• **Directions**
Starting with the line that contains "Please indicate the baby's ear", reproduce each line through the end of the listing below, with no other output.

• **Supplied material**
┏━━

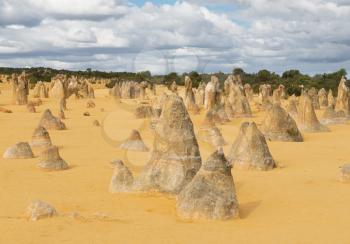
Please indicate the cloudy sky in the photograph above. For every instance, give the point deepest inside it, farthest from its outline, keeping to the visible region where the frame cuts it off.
(176, 36)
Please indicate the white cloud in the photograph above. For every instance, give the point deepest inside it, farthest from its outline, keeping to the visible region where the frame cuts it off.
(115, 35)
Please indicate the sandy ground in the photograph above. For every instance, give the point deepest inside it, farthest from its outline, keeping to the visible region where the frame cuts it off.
(302, 201)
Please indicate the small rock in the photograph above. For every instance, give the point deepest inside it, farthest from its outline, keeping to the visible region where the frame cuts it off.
(19, 150)
(345, 173)
(40, 210)
(96, 123)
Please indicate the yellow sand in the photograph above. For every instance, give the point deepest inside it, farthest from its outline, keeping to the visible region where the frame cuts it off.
(302, 201)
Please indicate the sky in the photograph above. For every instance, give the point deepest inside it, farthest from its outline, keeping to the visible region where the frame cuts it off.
(176, 36)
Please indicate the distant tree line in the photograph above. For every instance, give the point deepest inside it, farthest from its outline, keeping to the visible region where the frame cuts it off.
(291, 79)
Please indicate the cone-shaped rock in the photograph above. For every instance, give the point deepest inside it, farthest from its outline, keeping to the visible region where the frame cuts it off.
(122, 179)
(250, 150)
(280, 126)
(343, 96)
(51, 159)
(51, 122)
(330, 116)
(211, 193)
(134, 143)
(175, 158)
(211, 135)
(322, 97)
(40, 138)
(307, 119)
(292, 108)
(19, 150)
(330, 97)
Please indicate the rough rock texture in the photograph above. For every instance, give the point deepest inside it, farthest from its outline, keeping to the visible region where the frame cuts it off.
(211, 193)
(31, 108)
(122, 179)
(41, 138)
(314, 98)
(115, 91)
(189, 100)
(173, 87)
(343, 96)
(134, 143)
(248, 91)
(211, 135)
(345, 173)
(322, 97)
(280, 126)
(264, 96)
(40, 210)
(143, 111)
(292, 108)
(175, 158)
(96, 123)
(250, 150)
(330, 116)
(40, 90)
(51, 122)
(330, 97)
(236, 99)
(61, 114)
(51, 160)
(90, 104)
(200, 95)
(20, 88)
(307, 119)
(19, 150)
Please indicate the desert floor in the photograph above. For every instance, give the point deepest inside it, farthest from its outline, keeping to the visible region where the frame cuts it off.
(301, 201)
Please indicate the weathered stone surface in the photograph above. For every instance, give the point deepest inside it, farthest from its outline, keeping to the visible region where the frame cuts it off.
(250, 150)
(134, 143)
(343, 96)
(122, 179)
(280, 126)
(330, 116)
(19, 150)
(248, 91)
(96, 123)
(345, 173)
(20, 89)
(40, 90)
(330, 97)
(90, 104)
(189, 100)
(40, 138)
(236, 99)
(292, 108)
(143, 111)
(50, 122)
(322, 97)
(51, 160)
(211, 193)
(314, 98)
(307, 119)
(175, 158)
(211, 135)
(31, 108)
(40, 210)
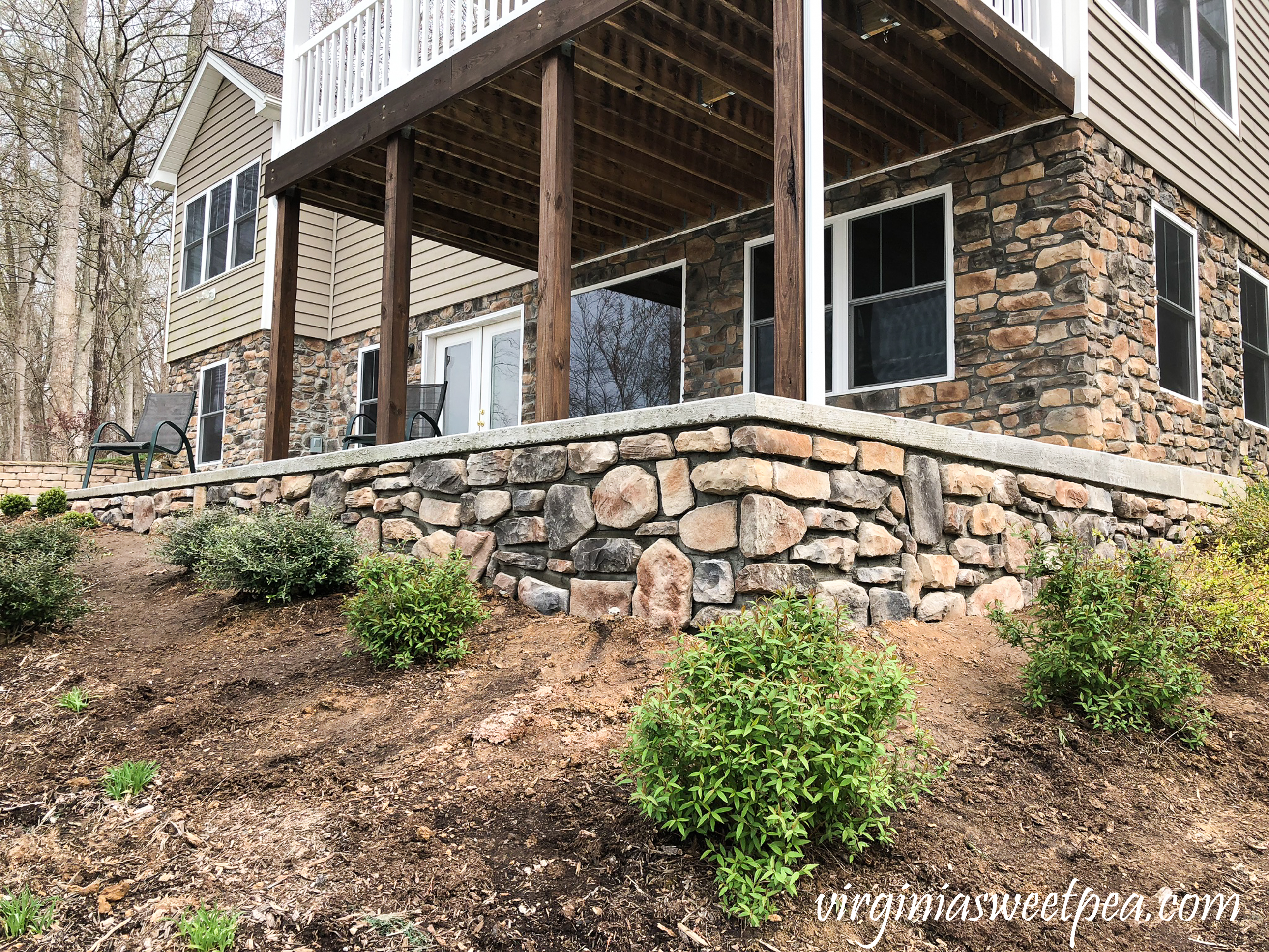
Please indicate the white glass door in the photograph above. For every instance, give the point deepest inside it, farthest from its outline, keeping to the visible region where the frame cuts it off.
(483, 368)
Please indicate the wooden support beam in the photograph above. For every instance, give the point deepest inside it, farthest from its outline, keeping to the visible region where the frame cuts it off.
(282, 337)
(395, 301)
(555, 238)
(790, 195)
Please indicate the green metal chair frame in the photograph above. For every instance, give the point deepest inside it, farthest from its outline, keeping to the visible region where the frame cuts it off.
(415, 395)
(159, 414)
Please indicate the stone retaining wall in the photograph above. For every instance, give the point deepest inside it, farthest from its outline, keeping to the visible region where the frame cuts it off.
(679, 514)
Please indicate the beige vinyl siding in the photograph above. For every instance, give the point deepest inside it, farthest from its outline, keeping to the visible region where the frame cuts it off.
(230, 138)
(1144, 107)
(440, 276)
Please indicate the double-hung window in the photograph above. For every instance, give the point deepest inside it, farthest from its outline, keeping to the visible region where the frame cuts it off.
(1177, 281)
(211, 413)
(887, 313)
(1254, 315)
(368, 390)
(1196, 36)
(220, 228)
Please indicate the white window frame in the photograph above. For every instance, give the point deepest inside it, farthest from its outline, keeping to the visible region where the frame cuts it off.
(683, 309)
(840, 304)
(229, 254)
(1244, 274)
(432, 337)
(1192, 83)
(361, 404)
(1156, 210)
(198, 433)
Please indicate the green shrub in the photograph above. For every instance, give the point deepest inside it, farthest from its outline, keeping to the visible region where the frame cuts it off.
(188, 540)
(208, 928)
(14, 505)
(278, 556)
(1226, 601)
(1243, 525)
(128, 777)
(75, 700)
(409, 611)
(56, 538)
(37, 590)
(23, 913)
(80, 521)
(53, 502)
(772, 733)
(1104, 638)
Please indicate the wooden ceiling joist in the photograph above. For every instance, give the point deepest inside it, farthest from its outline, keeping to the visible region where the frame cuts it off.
(673, 117)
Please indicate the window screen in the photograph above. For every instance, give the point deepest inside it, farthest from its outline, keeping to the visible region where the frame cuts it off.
(368, 391)
(196, 225)
(1178, 348)
(899, 295)
(211, 414)
(1255, 348)
(247, 200)
(627, 346)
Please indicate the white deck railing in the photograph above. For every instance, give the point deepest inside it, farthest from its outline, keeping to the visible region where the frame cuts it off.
(379, 45)
(374, 47)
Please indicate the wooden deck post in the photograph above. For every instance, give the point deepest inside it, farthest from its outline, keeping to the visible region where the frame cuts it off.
(282, 338)
(395, 304)
(790, 193)
(555, 237)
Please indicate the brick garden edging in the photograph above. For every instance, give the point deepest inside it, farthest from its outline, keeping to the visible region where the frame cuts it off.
(680, 513)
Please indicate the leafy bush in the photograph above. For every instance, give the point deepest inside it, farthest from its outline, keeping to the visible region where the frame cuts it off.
(23, 913)
(1104, 636)
(278, 556)
(75, 700)
(772, 733)
(189, 537)
(128, 777)
(80, 521)
(53, 502)
(37, 590)
(1226, 601)
(1241, 526)
(208, 928)
(55, 538)
(409, 611)
(14, 505)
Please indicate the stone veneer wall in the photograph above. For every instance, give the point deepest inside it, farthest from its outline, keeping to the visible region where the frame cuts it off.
(680, 514)
(1054, 298)
(34, 477)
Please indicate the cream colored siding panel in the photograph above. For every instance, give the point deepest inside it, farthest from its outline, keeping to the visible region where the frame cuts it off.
(440, 276)
(1144, 107)
(230, 138)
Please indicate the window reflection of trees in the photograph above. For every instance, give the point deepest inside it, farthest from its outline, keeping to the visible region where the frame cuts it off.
(626, 352)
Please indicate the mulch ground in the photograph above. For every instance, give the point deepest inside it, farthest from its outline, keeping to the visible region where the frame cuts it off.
(343, 808)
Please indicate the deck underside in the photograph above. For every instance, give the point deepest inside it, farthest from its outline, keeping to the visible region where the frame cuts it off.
(674, 117)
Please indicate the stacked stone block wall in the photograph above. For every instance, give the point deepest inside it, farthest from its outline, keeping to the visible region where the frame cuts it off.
(34, 477)
(684, 525)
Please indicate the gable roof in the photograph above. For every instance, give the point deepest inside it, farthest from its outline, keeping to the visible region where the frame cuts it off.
(262, 87)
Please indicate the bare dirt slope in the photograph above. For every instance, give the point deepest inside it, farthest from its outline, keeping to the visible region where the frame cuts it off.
(342, 808)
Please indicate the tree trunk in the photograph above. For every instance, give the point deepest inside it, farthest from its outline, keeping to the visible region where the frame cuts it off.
(65, 335)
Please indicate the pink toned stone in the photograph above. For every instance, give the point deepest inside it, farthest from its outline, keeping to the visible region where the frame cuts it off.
(663, 593)
(710, 529)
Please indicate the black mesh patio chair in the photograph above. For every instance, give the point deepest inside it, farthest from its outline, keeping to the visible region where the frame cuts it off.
(163, 428)
(424, 404)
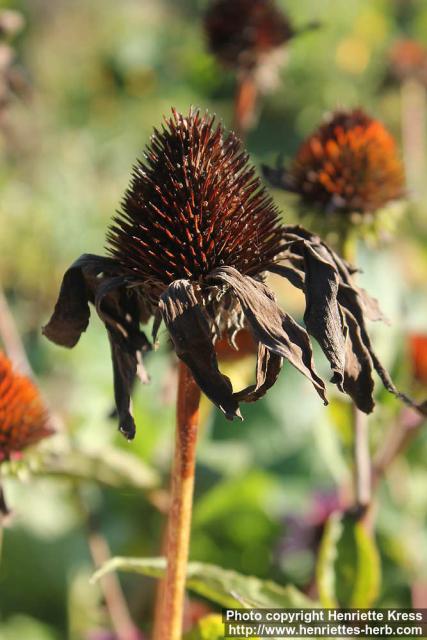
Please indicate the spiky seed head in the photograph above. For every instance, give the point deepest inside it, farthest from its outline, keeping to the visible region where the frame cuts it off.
(349, 164)
(194, 204)
(242, 32)
(23, 417)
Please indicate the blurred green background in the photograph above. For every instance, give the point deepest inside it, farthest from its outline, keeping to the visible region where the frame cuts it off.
(99, 75)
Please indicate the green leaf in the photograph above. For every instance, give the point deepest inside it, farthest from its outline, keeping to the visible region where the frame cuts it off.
(112, 467)
(348, 568)
(210, 627)
(222, 586)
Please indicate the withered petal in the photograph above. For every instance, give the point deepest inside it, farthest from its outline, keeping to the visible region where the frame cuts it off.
(355, 306)
(271, 326)
(71, 314)
(358, 381)
(322, 315)
(191, 336)
(119, 309)
(268, 368)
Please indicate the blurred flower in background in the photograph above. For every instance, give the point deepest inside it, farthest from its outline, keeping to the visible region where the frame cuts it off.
(23, 416)
(242, 34)
(248, 37)
(348, 165)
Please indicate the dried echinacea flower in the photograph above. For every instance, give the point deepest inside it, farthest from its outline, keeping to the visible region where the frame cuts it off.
(348, 165)
(196, 235)
(195, 238)
(23, 416)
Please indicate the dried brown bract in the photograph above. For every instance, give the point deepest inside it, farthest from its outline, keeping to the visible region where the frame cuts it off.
(23, 417)
(196, 235)
(349, 164)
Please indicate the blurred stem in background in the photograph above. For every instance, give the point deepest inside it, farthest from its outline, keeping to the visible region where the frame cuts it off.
(115, 601)
(245, 101)
(413, 115)
(169, 613)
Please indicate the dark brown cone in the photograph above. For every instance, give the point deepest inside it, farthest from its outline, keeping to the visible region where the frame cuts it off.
(194, 204)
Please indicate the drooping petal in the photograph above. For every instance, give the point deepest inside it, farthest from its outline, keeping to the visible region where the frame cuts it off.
(268, 368)
(71, 315)
(322, 315)
(121, 311)
(269, 325)
(191, 336)
(358, 381)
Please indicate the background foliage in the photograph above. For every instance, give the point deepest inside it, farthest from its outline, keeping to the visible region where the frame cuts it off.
(101, 75)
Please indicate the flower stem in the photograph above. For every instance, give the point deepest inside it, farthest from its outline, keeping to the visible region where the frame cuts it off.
(170, 613)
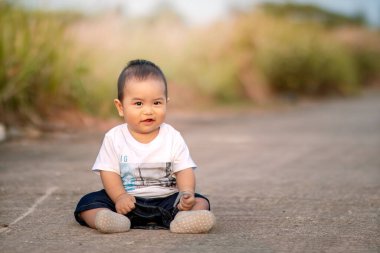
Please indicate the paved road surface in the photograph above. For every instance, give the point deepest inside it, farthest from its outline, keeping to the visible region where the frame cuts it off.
(300, 180)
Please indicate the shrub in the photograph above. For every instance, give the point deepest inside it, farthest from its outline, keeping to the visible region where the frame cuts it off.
(37, 72)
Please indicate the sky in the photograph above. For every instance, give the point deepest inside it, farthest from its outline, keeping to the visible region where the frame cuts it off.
(206, 11)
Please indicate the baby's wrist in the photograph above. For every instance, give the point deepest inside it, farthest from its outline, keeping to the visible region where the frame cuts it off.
(121, 196)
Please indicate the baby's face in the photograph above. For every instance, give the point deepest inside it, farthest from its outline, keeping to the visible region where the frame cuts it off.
(144, 107)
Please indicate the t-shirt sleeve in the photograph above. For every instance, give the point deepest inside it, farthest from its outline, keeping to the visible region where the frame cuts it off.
(107, 158)
(182, 159)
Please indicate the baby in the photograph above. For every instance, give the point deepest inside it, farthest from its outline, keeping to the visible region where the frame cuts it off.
(145, 165)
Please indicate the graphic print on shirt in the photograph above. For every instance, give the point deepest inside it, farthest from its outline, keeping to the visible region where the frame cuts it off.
(138, 175)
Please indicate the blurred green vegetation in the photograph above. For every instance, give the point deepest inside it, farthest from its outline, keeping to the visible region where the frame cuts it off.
(38, 75)
(49, 62)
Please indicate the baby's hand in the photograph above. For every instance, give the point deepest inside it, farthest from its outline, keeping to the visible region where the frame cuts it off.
(187, 202)
(125, 203)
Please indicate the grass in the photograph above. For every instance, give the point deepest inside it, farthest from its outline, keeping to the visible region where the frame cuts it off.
(54, 61)
(37, 73)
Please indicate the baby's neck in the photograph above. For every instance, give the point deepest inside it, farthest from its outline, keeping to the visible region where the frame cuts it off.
(145, 138)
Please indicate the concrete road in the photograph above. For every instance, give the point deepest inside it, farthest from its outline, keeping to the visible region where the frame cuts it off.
(305, 179)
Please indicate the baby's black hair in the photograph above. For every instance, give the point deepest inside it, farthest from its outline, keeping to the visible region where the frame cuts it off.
(140, 70)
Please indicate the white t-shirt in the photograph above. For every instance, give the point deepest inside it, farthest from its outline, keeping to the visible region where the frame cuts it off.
(146, 170)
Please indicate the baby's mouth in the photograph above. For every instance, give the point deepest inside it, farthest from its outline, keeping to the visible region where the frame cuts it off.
(148, 120)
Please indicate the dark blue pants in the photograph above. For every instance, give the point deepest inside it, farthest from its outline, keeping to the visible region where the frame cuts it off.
(153, 213)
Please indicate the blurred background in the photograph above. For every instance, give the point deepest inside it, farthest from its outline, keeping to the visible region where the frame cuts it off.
(60, 59)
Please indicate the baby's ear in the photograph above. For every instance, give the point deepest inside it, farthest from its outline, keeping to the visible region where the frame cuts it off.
(119, 107)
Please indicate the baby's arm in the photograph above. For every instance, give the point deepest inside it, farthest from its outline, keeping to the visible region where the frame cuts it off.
(186, 183)
(113, 185)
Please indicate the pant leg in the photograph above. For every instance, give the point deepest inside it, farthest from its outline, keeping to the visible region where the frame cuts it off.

┗━━

• **Response**
Please indicate the baby's ear in the photograph above. For every instance, give the point deepest inside it, farthest from its outline, keeping to the visible region where the frame cuts it off.
(119, 107)
Please indicate the baby's arm in the photograph above. For every instance, give the point deepest inside it, farthest from its outline, keeping to the visible region where the frame cuts it off.
(186, 183)
(113, 185)
Please indicate the pant leg in the photograph above. For every instance, give the point deepest inside it, farthest from its outline, keeping to the visible region where the frame cuts it off.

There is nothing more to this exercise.